**待办事项**:
A. 根据所给帖子回答：
(i) 帖子最后由谁编辑，编辑时间是什么？
(ii) 帖中令 $a_{k+1}$ 等于什么？
(iii) 第一个和式 $\displaystyle \sum_{i=1}^k \frac{1}{a-a_i}\prod_{j=1\atop j\neq i}^k \frac{1}{a_i-a_j}$ 最终化简为什么？
B. 请逐字输出下方的条目：从含有 "one marker per instance, written like [634,648]" 的那一行开始，输出到条目的最后一行为止，首尾两行都要包括。

───── 所给帖子

本帖最后由 tommywong 于 2021-12-6 08:10 编辑
$a_{k+1}=a$
$\displaystyle \sum_{i=1}^k \frac{1}{a-a_i}\prod_{j=1\atop j\neq i}^k \frac{1}{a_i-a_j}
=-\sum_{i=1}^k \prod_{j=1\atop j\neq i}^{k+1} \frac{1}{a_i-a_j}$
$\displaystyle =\prod_{j=1}^k \frac{1}{a-a_j}-\sum_{i=1}^{k+1} \prod_{j=1\atop j\neq i}^{k+1} \frac{1}{a_i-a_j}=\prod_{j=1}^k \frac{1}{a-a_j}$
$\displaystyle \sum_{i=1}^k \frac{1}{(a-a_i)^2}\prod_{j=1\atop j\neq i}^k \frac{1}{a_i-a_j}
=\left(\sum_{j=1}^k \frac{1}{a-a_j}\right)

──────────
───── 条目摘录

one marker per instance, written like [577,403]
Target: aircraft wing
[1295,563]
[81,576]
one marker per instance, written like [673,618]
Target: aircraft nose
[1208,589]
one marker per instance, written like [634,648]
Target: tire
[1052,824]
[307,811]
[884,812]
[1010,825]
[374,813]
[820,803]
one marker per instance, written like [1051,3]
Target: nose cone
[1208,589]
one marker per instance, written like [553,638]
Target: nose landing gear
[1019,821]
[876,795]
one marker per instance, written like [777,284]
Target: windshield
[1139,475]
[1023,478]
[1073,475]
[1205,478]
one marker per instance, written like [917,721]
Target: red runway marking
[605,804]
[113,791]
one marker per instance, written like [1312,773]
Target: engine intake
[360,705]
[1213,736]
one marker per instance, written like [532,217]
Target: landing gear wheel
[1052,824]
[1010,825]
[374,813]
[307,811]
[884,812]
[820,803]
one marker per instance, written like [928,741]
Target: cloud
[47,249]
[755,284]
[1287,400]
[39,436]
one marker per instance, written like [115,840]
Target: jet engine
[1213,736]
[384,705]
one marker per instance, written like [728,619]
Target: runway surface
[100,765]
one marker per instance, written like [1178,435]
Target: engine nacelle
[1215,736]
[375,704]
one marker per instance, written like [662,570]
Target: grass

──────────

**参考解答**:
A.
(i) tommywong，2021-12-6 08:10
(ii) $a$
(iii) $\displaystyle \prod_{j=1}^k \frac{1}{a-a_j}$

B.
one marker per instance, written like [634,648]
Target: tire
[1052,824]
[307,811]
[884,812]
[1010,825]
[374,813]
[820,803]
one marker per instance, written like [1051,3]
Target: nose cone
[1208,589]
one marker per instance, written like [553,638]
Target: nose landing gear
[1019,821]
[876,795]
one marker per instance, written like [777,284]
Target: windshield
[1139,475]
[1023,478]
[1073,475]
[1205,478]
one marker per instance, written like [917,721]
Target: red runway marking
[605,804]
[113,791]
one marker per instance, written like [1312,773]
Target: engine intake
[360,705]
[1213,736]
one marker per instance, written like [532,217]
Target: landing gear wheel
[1052,824]
[1010,825]
[374,813]
[307,811]
[884,812]
[820,803]
one marker per instance, written like [928,741]
Target: cloud
[47,249]
[755,284]
[1287,400]
[39,436]
one marker per instance, written like [115,840]
Target: jet engine
[1213,736]
[384,705]
one marker per instance, written like [728,619]
Target: runway surface
[100,765]
one marker per instance, written like [1178,435]
Target: engine nacelle
[1215,736]
[375,704]
one marker per instance, written like [662,570]
Target: grass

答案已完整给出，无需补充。